YOUR TASK: Carry on the review of My Chemical Romance's concept album from the point where it stops.

PASSAGE PROVIDED:
I would like to start off by saying how astounding it is that a band can make an album with absolutely no new ideas and no creativity of their own. A lot of bands wear their influences on their sleeve (Jet = The Who, The Darkness = Queen, etc.), but very few rip off as many bands as blatantly as My Chemical Romance does on this album.
And it’s kind of hard to get mad at them about it. After all, it’s not as though they’re trying to hide anything. You’ll see what I’m talking about as you read this.
It’s been well documented that My Chemical Romance has gone through a massive image overhaul in promoting their new CD. Their entire image is mainly tied to their lead singer, Gerard Way. Up until this point, he was always seen as the stereotypical “emo” singer, all pasty skin and shaggy hair. But, leading up to this album, he has taken on a new look, and, along with it, a new persona. He says that, when he’s performing, he is no longer Gerard Way…he is “The Patient”, the focal point of the story of this new album. His once trademark long black hair (with bangs in his face) have been traded in in favor of short, bleach blonde hair. The entire band has also started dressing entirely different, all of them now adopting black marching band style uniforms, saying that they are no longer My Chemical Romance, but, rather, they are The Black Parade. This new persona is strangely similar to what The Beatles did with Sgt. Pepper’s Lonely Heart’s Club Band, although perhaps a bit more extreme.
Musically there’s not really a new idea on the entire album. We all know of rock’s love affair with the concept album. It normally has to be about something huge and epic. Usually, the band will pull out all the steps…try things they’ve never done before, all the while telling a story that may or may not be entirely clear. But, if you listen closely enough, you can normally make out the general idea…you know, kinda like reading Shakespeare. But with guitars.

ENTRIES SUPPLIED:
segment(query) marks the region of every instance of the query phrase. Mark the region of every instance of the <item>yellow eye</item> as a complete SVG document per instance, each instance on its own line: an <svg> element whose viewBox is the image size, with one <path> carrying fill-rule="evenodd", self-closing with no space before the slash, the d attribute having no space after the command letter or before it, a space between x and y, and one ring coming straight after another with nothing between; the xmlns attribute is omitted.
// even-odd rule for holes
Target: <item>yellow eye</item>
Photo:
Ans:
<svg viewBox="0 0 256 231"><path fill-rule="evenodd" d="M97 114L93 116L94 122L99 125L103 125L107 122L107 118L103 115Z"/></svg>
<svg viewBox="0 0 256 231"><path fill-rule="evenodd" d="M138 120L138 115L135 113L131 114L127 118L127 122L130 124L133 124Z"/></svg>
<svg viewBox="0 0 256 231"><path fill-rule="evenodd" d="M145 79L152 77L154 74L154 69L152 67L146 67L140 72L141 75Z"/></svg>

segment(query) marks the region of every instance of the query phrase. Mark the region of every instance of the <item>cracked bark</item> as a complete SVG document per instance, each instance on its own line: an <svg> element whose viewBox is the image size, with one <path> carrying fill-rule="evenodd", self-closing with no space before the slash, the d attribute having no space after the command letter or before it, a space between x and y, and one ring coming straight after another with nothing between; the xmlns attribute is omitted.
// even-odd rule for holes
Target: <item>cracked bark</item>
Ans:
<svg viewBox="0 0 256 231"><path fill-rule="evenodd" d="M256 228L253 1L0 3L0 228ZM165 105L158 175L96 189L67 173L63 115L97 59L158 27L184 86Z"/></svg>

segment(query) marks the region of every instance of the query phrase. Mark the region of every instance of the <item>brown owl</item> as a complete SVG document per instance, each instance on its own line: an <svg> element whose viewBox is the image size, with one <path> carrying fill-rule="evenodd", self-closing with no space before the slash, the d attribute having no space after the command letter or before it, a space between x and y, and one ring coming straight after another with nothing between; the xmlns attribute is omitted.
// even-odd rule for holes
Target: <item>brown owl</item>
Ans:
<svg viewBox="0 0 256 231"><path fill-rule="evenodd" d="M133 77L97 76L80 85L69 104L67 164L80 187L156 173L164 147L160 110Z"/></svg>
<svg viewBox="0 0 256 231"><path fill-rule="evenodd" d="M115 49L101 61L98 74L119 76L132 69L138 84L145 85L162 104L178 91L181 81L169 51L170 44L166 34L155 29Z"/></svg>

YOUR RESPONSE:
Well, My Chemical Romance have definitely done their homework with this album…perhaps a little too well. Right from the start, about a minute into the first track (purposefully ironically titled “The End”) there’s a huge crashing of guitars and keyboards…you know, just like Pink Floyd did on The Wall. In fact, if it weren’t for the other obvious references to Queen (like the huge guitar riffs) and Green Day’s American Idiot (minus, you know, the half-cocked politics in order to sell records), or even the blatant T. Rex riff-stealing “Teenagers”, you could point to Pink Floyd (mainly The Wall) as the starting point for this album.
And that’s really where it suffers. I read an interview with Way, and he described how they made the album. It sounded something like, “We really laid ourselves bare and held nothing back in making this album. We tore out our insides and put ourselves back together.” One of the guitarists, when asked, on a scale of 1-10 how difficult making this album was responded, “45…this is really the most challenging and rewarding thing I’ve ever done.”
I find that really hard to believe, and, if it is true, I feel kind of bad for the guy. So, you’re telling me that remaking The Wall (except replacing the crazy dictator guy with a guy dying of cancer) is the most challenging thing you’ve ever done in your life?
Even the vocals are Pink Floyd-esque in a number of places. From the almost cartoon background screams that make their way into a number of the songs (much like Pink Floyd would do with songs like “The Gunner’s Dream” on The Final Cut) to his Roger Waters impersonation towards the beginning of “The End” and towards the middle of “Mama” (which, although it sounds nothing like “Mother”, one can’t help but think they named it as a tribute, or some such nonsense).
The way I’m describing it makes it sound like I hate the album, and that’s not totally the case. I hate that they couldn’t come up with a single creative idea on their own. For a band “laying itself bare”, it sounds an awful lot like what a good cover band could accomplish on any given night. Is it “massive sounding”? You betcha. It sounds like it should be important, even if it doesn’t end up giving us anything new. It’s extremely well produced (as if you could expect anything less). Musically it’s a very well done album…and I don’t even hate the vocals as much as I thought I would.
It was my thought process going into it. I didn’t want to like the album. And now, as I sit here listening to it for roughly the 10th time over the past week and a half, I realize that there are parts of it that I like. It’s extremely tough to look past all the musical theft on this album though, mainly because it’s so in-your-face. There’s not a way to look past it, mostly because they didn’t care to hide it.
So maybe that gives me a reason to like it. “Yeah, we stole it. So what? That’s the music we love, and we’re going to give it the due it deserves.”
Either that or they’re just too lazy to try to cover it up.
Fairly Good Tracks: “Dead” (even though it’s obvious that they were planning to make this the single from the get-go), “Cancer”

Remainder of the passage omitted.